* **EXCERPT**:
5. Partial Indemnification. If Indemnitee is
entitled under any provision of this Agreement to
indemnification by the Company for some or a portion of the
Expenses, judgments, fines or penalties actually or
reasonably incurred by him in the investigation, defense,
appeal or settlement of any civil or criminal action, suit
or proceeding, but not for the total amount thereof, the
Company shall nevertheless indemnify Indemnitee for the
portion of such Expenses, judgments, fines or penalties to
which Indemnitee is entitled.
6. Officer and Director Liability Insurance. To the
extent that the Company maintains a policy or policies of
directors’ and officers’ liability insurance, Indemnitee
shall be insured in such a manner as to provide Indemnitee
the same rights and benefits as are accorded to the most
favorably insured of the Company’s directors, if Indemnitee
is a director, or of the Company’s officers, if Indemnitee
is not a director of the Company but is an officer.

* **TO-DO ITEM**: Copy the passage of the indemnification excerpt from "6. Officer and" up to and including "is an officer.".

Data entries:
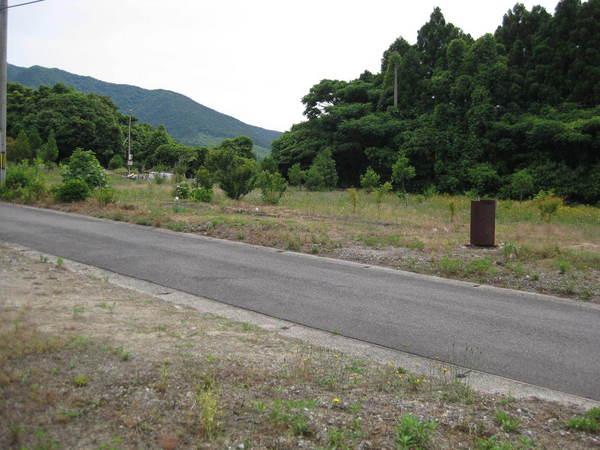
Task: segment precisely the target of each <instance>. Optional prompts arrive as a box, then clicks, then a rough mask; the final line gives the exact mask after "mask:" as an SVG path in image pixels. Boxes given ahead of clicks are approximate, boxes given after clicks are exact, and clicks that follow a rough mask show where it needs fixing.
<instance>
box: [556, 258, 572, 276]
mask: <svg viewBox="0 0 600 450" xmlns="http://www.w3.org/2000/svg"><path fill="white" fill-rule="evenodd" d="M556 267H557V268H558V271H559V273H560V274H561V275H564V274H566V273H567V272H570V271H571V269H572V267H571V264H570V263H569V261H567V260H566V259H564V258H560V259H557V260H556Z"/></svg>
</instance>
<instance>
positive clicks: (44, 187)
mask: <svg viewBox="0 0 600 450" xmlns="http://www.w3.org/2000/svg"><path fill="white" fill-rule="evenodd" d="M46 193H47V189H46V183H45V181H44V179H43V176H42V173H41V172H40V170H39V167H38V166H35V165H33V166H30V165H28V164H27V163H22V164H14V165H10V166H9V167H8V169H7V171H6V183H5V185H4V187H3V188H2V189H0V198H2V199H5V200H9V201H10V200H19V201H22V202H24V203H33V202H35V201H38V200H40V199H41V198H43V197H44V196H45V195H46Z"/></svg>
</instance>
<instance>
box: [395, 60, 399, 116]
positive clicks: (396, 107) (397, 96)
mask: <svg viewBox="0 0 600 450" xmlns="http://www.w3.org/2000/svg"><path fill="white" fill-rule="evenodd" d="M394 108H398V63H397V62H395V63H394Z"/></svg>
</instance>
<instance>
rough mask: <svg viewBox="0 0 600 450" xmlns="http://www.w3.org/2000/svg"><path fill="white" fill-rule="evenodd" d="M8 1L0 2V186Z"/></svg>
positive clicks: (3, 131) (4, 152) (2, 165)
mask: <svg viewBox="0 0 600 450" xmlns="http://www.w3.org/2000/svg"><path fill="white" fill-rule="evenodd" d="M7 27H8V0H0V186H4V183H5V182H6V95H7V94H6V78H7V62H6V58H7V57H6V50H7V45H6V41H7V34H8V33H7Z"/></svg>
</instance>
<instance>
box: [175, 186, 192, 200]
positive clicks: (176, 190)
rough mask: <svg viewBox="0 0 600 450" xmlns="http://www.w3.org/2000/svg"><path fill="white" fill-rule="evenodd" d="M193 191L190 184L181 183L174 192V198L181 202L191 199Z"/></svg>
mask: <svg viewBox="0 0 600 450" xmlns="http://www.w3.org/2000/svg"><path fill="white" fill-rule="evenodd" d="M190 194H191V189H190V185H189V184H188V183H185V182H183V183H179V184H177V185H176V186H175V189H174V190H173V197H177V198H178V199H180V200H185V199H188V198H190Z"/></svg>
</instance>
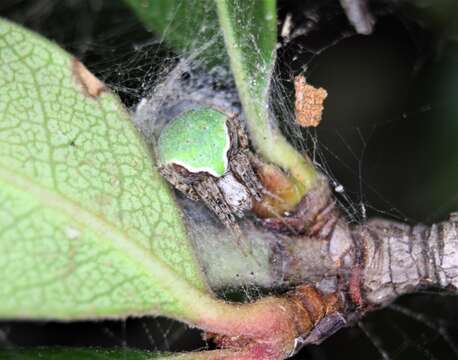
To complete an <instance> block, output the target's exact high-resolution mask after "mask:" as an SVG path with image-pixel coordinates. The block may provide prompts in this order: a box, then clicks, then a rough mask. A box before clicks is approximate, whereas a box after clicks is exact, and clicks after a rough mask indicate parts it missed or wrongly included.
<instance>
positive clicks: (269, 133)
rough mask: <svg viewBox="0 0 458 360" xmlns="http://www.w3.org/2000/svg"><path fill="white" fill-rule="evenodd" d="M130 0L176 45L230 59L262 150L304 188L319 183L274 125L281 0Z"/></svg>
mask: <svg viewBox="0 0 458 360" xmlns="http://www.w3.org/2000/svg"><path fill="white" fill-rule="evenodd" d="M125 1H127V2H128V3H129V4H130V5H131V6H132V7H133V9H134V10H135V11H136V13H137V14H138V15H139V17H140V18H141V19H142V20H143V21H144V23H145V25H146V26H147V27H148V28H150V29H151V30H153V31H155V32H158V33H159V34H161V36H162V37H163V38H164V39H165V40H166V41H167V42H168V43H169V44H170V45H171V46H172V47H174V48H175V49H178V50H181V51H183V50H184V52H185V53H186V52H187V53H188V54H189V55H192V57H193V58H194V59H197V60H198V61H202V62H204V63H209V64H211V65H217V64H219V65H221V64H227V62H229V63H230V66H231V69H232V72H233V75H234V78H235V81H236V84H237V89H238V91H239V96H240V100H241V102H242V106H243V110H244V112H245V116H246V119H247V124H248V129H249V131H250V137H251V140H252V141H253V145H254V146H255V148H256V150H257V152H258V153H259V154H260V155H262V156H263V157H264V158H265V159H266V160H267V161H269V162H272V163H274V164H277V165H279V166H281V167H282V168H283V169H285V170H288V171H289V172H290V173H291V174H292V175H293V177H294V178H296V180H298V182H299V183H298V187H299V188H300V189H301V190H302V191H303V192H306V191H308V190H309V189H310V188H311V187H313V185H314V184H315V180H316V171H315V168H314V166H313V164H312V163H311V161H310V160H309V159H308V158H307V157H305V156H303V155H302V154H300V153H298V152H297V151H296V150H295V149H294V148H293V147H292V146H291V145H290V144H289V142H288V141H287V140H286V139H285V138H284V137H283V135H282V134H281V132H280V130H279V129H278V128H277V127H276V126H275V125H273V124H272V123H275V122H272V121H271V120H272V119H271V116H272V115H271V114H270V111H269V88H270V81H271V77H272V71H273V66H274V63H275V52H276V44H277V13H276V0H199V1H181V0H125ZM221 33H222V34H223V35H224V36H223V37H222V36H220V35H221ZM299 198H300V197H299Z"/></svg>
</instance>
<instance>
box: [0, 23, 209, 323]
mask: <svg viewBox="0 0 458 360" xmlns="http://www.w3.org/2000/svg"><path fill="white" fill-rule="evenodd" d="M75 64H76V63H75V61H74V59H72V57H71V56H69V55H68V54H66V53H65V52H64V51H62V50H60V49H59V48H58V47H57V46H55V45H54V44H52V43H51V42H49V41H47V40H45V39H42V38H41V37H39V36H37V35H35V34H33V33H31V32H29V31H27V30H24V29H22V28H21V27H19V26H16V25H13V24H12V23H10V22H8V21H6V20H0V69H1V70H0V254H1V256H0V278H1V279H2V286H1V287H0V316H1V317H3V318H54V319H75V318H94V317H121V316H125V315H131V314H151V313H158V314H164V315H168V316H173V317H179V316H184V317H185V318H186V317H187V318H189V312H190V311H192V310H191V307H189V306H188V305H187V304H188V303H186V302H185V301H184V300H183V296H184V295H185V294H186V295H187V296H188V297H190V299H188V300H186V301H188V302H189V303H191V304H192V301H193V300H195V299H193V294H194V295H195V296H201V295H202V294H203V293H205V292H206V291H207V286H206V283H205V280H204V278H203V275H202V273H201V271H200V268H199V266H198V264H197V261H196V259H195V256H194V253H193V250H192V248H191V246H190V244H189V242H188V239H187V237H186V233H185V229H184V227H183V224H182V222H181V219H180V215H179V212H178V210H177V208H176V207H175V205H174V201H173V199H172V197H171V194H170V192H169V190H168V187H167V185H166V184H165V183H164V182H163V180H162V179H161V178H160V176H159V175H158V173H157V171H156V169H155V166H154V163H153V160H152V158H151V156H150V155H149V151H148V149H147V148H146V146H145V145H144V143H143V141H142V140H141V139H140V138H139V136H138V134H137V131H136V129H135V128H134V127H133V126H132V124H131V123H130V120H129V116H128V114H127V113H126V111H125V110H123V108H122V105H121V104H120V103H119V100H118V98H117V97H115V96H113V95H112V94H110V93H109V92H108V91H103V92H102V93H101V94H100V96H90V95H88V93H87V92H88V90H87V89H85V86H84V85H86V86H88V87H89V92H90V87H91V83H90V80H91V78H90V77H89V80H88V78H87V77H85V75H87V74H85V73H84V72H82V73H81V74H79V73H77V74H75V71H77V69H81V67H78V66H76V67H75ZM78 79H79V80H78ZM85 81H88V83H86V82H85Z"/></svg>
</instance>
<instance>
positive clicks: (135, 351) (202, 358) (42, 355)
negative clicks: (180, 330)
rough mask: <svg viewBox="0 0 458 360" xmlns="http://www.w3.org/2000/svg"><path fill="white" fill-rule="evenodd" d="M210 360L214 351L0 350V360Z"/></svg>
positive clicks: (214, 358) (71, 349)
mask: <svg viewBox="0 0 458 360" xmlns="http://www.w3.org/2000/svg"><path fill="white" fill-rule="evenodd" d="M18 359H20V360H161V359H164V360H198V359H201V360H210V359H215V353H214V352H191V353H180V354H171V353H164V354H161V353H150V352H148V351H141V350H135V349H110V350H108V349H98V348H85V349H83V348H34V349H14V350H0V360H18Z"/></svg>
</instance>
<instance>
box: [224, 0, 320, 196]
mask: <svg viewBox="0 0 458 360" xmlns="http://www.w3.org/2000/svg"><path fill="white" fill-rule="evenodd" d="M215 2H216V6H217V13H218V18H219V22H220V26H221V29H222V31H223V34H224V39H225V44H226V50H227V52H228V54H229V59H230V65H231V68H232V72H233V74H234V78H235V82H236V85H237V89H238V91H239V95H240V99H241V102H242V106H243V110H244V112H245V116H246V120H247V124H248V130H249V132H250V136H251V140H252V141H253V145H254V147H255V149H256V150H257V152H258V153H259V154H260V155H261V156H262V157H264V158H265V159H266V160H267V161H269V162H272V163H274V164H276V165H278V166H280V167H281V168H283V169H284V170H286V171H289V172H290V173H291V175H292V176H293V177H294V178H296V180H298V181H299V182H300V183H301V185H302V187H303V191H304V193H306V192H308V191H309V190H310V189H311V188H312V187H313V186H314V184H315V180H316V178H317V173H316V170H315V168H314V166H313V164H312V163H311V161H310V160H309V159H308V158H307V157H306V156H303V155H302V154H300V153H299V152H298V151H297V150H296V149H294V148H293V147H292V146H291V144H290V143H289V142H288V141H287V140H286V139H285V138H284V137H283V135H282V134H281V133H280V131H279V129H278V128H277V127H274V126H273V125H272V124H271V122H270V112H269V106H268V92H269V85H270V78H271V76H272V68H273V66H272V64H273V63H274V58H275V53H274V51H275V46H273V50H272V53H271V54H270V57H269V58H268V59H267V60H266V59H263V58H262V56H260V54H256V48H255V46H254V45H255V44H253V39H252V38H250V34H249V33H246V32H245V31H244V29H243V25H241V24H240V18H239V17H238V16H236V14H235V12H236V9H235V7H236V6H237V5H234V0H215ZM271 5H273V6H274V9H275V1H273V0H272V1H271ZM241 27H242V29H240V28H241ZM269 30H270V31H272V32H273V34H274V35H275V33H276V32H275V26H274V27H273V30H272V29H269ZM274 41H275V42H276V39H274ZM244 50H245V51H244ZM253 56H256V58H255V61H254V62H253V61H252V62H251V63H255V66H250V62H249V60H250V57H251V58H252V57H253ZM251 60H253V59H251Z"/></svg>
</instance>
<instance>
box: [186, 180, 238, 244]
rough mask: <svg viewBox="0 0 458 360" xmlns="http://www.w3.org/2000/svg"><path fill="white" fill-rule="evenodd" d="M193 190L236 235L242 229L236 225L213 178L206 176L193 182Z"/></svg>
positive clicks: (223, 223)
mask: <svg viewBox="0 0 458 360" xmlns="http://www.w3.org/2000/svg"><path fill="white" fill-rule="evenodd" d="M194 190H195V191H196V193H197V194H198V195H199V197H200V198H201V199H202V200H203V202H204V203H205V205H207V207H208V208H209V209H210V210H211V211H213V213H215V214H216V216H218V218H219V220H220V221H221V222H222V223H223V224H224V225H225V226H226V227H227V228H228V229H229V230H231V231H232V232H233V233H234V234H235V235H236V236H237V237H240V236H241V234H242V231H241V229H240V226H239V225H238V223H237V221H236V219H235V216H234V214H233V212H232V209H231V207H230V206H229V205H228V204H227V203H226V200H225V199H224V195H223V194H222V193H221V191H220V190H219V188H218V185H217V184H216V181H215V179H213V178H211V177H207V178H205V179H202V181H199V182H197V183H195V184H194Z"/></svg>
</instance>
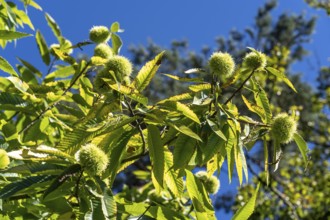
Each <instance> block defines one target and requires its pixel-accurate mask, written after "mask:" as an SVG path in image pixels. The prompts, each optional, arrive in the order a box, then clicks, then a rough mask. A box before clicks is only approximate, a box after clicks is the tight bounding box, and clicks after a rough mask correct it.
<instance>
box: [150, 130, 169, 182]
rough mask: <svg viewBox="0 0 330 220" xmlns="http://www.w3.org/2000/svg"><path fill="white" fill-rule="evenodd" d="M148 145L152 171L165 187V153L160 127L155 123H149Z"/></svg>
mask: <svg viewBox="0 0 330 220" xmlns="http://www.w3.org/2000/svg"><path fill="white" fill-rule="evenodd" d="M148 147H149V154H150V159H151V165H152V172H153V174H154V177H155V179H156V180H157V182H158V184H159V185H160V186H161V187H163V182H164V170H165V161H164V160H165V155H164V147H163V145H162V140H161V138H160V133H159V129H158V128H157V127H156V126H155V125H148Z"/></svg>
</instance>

* **SOLUTION TO THIS EXERCISE**:
6. Officer and Director Liability Insurance. To the
extent that the Company maintains a policy or policies of
directors’ and officers’ liability insurance, Indemnitee
shall be insured in such a manner as to provide Indemnitee
the same rights and benefits as are accorded to the most
favorably insured of the Company’s directors, if Indemnitee
is a director, or of the Company’s officers, if Indemnitee
is not a director of the Company but is an officer.